Texto:
%%

A noção de desempenho sustentável não se restringe à geração de lucros significativos, em bases continuadas. Há cerca de duas décadas, tem se sedimentado a ideia de que a organização também deve se comprometer com resultados ambientais e sociais sustentavelmente positivos, combinando ações de curto, médio e longo prazos. E tudo isso com integridade, transparência, equidade e responsabilização de seus agentes – compromissos que, coordenados, definem o próprio conceito de Governança Corporativa [1].
Nas disputas internas corporativas por recursos limitados, as narrativas de cada área da organização a respeito das suas contribuições para as metas de sustentabilidade do negócio por vezes ganham feições antagônicas, e não raro com apegos ferozes às respectivas linhas de argumentação. E a governança de integridade de terceiros é um dos assuntos mais suscetíveis a esse embate de forças, presente nos gabinetes de executivos nas organizações.

%%

O que fazer: Segundo o texto, há quanto tempo vem se firmando a ideia de que a organização também deve se comprometer com resultados ambientais e sociais? Os registros a seguir não têm relação com o texto.

Trechos dos registros:
%%

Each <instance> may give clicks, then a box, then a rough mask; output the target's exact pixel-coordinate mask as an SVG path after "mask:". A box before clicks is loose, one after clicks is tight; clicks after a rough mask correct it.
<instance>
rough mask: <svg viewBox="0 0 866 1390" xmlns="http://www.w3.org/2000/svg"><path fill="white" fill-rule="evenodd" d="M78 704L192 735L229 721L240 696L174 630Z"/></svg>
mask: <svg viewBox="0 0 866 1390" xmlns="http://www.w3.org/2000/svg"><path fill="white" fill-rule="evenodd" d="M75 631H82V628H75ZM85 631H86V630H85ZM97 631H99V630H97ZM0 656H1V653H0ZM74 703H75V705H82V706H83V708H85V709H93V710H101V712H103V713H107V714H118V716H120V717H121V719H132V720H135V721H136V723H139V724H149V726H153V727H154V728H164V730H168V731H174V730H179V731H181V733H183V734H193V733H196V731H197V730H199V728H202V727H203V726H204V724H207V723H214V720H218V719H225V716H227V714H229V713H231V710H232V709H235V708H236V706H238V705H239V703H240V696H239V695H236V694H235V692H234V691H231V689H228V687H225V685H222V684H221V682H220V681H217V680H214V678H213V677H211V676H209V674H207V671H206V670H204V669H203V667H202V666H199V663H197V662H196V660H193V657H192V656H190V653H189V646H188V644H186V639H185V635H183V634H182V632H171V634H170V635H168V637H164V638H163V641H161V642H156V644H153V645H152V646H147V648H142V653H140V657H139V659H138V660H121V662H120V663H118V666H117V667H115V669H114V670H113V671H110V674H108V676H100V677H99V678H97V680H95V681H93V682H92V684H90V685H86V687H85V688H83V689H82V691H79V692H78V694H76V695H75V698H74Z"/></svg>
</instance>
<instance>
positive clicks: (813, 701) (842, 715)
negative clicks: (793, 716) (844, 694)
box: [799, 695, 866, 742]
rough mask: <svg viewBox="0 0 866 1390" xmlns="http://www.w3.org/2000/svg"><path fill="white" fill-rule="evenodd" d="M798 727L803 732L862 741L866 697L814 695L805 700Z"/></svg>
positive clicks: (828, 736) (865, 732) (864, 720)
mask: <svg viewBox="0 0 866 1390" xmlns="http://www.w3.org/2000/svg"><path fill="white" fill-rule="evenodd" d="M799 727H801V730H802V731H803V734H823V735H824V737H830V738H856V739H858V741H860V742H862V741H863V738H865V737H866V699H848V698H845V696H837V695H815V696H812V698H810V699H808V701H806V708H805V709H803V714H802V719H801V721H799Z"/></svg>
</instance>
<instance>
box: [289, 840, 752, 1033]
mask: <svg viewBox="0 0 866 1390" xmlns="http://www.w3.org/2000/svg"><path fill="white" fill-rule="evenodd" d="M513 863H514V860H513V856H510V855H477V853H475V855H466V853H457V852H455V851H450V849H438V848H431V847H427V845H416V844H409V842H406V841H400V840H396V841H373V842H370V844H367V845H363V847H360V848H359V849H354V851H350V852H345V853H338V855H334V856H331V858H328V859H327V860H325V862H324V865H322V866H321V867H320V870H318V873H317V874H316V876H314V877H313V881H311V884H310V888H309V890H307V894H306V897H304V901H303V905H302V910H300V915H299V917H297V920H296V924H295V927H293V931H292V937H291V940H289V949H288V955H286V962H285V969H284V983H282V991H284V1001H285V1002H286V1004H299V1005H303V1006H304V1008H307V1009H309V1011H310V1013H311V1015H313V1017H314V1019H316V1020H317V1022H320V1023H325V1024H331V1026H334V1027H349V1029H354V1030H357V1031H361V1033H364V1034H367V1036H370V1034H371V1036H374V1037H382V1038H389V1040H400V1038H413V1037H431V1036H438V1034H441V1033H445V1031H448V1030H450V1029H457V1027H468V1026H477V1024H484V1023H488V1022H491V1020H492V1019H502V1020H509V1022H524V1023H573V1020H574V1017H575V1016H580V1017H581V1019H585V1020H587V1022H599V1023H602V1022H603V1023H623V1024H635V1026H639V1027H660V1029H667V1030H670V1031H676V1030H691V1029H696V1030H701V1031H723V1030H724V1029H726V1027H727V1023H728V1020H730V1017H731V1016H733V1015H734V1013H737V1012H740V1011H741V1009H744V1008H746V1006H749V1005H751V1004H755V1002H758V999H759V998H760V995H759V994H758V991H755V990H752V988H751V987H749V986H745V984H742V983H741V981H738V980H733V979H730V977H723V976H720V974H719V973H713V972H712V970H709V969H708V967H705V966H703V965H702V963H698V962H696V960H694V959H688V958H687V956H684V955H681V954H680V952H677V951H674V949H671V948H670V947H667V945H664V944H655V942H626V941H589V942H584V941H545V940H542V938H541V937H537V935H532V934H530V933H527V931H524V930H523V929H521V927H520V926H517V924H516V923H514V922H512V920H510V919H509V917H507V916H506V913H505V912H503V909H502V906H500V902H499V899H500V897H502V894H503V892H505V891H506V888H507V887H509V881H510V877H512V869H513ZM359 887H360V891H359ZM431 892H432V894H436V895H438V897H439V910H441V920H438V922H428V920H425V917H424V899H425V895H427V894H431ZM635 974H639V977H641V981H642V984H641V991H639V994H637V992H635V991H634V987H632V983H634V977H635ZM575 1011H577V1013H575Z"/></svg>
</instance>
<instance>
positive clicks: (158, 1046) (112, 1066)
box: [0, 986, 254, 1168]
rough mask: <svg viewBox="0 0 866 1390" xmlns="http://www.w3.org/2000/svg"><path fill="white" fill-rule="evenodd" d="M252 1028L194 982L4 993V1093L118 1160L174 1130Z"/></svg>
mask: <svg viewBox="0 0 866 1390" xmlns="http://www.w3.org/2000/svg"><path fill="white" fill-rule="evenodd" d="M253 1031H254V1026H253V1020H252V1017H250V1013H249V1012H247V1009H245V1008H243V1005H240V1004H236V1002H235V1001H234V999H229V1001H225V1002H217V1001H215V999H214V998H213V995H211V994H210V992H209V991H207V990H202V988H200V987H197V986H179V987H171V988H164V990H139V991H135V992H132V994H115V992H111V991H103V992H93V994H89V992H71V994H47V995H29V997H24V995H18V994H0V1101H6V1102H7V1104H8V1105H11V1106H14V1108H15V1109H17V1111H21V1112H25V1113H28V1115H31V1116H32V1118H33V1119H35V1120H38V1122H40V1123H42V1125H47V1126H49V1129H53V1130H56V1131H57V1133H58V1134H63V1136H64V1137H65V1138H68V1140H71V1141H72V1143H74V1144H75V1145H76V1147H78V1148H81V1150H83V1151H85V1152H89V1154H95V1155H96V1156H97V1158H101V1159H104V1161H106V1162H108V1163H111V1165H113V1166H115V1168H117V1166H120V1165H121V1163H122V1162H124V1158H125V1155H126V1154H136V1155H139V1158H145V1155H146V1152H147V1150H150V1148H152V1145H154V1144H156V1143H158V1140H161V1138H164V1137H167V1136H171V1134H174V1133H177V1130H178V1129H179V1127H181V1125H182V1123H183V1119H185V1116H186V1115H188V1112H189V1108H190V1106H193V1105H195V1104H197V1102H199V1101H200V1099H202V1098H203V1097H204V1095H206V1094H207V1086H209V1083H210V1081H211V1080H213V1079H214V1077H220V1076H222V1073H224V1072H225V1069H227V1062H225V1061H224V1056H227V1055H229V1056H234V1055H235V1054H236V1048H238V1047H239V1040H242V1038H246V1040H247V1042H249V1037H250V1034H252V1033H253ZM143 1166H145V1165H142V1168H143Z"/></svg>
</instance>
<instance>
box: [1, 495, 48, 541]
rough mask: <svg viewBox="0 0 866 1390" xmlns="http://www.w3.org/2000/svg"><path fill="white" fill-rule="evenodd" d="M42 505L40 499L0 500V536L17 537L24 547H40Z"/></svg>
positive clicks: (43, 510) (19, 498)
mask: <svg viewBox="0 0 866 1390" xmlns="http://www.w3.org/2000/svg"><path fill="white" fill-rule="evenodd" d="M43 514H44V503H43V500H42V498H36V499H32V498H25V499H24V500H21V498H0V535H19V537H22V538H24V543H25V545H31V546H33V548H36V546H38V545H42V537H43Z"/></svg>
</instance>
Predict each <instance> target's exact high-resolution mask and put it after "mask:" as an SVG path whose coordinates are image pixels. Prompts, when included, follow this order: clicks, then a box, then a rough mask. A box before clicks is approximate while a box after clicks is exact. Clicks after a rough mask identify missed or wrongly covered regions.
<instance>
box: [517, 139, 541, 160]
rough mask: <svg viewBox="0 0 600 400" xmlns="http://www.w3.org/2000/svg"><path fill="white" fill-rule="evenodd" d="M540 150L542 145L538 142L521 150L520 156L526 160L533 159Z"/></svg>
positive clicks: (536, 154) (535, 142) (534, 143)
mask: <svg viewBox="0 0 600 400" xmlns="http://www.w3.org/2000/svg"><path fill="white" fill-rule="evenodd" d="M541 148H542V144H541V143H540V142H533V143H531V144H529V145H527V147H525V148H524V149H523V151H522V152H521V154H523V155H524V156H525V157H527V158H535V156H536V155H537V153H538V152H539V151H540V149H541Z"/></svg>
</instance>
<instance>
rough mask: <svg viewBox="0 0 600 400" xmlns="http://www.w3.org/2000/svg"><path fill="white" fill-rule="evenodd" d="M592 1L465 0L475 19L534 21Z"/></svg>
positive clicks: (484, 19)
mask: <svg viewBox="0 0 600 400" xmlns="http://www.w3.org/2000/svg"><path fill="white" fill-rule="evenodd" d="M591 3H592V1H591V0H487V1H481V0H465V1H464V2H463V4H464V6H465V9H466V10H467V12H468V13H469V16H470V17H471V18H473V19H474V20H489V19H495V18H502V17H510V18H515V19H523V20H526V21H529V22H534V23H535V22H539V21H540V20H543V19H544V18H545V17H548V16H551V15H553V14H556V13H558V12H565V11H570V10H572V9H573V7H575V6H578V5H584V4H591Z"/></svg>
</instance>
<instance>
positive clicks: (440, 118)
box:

%%

Resposta: Há cerca de duas décadas.